Records contained in a dataset

--- Start ---

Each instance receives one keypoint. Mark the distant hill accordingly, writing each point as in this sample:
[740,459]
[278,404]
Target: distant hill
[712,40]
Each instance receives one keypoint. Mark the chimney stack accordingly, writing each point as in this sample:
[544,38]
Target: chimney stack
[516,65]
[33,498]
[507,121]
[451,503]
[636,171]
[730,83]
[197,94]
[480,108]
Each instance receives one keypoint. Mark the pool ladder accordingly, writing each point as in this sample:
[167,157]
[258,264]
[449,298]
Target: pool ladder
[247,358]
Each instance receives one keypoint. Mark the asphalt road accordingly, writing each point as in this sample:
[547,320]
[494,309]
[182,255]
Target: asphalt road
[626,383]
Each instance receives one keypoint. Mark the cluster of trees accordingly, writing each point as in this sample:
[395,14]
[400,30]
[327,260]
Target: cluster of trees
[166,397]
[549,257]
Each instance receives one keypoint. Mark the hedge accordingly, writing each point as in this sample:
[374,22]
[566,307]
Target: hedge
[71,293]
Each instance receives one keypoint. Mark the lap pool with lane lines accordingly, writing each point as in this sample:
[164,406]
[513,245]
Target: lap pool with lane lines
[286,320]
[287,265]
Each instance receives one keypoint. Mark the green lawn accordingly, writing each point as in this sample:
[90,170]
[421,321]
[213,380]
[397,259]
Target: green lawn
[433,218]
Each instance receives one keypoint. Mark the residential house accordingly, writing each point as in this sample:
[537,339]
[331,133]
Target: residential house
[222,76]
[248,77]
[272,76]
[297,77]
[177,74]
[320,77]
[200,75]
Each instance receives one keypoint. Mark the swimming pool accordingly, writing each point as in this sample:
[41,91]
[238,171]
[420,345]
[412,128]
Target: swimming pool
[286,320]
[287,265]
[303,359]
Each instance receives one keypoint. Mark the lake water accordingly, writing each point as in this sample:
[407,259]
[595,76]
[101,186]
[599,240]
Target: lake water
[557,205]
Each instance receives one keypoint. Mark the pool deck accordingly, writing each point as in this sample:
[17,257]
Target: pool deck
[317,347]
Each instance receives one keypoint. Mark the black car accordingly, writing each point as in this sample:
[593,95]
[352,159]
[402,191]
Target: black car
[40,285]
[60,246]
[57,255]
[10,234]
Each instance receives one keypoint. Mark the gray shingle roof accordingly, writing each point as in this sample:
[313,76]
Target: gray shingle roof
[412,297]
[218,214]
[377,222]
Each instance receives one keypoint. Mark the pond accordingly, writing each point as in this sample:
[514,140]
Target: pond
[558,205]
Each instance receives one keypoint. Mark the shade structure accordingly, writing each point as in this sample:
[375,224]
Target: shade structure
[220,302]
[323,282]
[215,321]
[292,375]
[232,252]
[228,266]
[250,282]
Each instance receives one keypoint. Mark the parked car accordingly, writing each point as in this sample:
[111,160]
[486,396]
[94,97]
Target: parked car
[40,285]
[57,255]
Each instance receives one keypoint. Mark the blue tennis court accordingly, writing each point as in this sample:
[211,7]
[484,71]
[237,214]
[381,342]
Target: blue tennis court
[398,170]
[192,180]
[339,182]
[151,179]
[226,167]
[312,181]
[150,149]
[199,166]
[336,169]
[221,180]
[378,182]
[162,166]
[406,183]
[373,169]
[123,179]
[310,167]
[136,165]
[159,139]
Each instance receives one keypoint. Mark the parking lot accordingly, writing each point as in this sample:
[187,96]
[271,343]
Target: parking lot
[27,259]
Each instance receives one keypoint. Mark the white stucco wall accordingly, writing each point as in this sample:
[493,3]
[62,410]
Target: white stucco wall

--- End ---

**BRIEF**
Every entry in the listing must be retyped exactly.

**FULL SOLUTION**
Each instance receives one keypoint. Mark the distant hill accordingly, writing each point as in this sample:
[740,459]
[278,404]
Target: distant hill
[712,40]
Each instance receives one keypoint. Mark the chimney stack accordingly, writing each point as in this sample:
[544,38]
Target: chimney stack
[516,65]
[33,498]
[507,121]
[451,503]
[636,171]
[730,83]
[197,94]
[480,108]
Each instance receives one keypoint. Mark the pool ladder accordingly, writing each point as in this sample:
[167,157]
[258,264]
[449,298]
Target: pool ladder
[247,358]
Each instance receives one keypoint. Mark the asphalt road accordingly, writing each point as in this sample:
[547,320]
[494,309]
[182,255]
Target: asphalt road
[626,383]
Each instance receives one keypoint. Mark the cluster of trees accordingly, writing each point as in this sample:
[395,14]
[400,30]
[327,260]
Target: cluster of trees
[166,397]
[549,257]
Each instance receives one keypoint. Mark the hedge accordingly, writing each point as in this sample:
[374,22]
[566,307]
Target: hedge
[71,293]
Each instance receives one keypoint. Mark the lap pool with lane lines accordingly, writing each point as in this sample:
[164,406]
[513,245]
Target: lap pool with lane lines
[286,320]
[287,265]
Each instance receives one keypoint. Mark the green lawn accordingly, writing each point as in this sample:
[90,170]
[421,321]
[213,380]
[397,259]
Target: green lawn
[433,218]
Each instance receives one keypoint. Mark the residential house accordingly, writing each point as in this sample:
[537,339]
[331,133]
Target: residential house
[222,76]
[248,77]
[272,76]
[297,77]
[177,74]
[320,77]
[200,75]
Each instance receives one keypoint. Mark the swimming pool accordingly, writing each point as in this sample:
[41,91]
[238,171]
[420,345]
[412,128]
Target: swimming pool
[286,320]
[287,265]
[303,359]
Each instance receives one keypoint. Mark the lake water accordingly, writing each point as in this sample:
[407,259]
[595,76]
[101,186]
[599,240]
Target: lake water
[557,205]
Each instance receives one keypoint. Mark the pool deck accordingly, writing each point as in this sample:
[17,257]
Target: pool deck
[317,347]
Each instance receives one keypoint. Mark the black car accordingly, writing each point as in this sample:
[593,95]
[352,159]
[402,191]
Target: black car
[40,285]
[60,246]
[57,255]
[10,234]
Each instance receives one keypoint. Mark the gray shingle roof accordingly, writing each point as in this sample:
[313,76]
Target: gray shingle roof
[412,297]
[218,214]
[377,222]
Each instance receives one keypoint. Mark the pond accordingly, writing each point as in this sample:
[514,140]
Target: pond
[558,205]
Each instance receives one keypoint. Mark the shade structure accordingly, writing each point as in this sample:
[375,224]
Target: shade structure
[220,302]
[323,282]
[215,321]
[292,375]
[232,252]
[228,266]
[250,282]
Each instance receives one keypoint. Mark the parked car accordingly, writing each point as in this sample:
[111,160]
[486,396]
[94,97]
Target: parked car
[40,285]
[57,255]
Each instance receives one keypoint. Mark the blue tennis court accordingly, writing each point as in this sample:
[211,7]
[484,71]
[237,214]
[381,342]
Target: blue tennis court
[398,170]
[192,180]
[339,182]
[151,179]
[226,167]
[312,181]
[150,149]
[199,166]
[336,169]
[221,180]
[378,182]
[162,166]
[406,183]
[373,169]
[123,179]
[310,167]
[136,165]
[159,139]
Each instance receives one keypoint. Mark the parking lot accordingly, writing each point as in this sample:
[187,96]
[271,343]
Target: parking lot
[27,259]
Each instance receives one keypoint. Mark the white stucco wall accordingly, writing each point as in this sample:
[493,3]
[62,410]
Target: white stucco wall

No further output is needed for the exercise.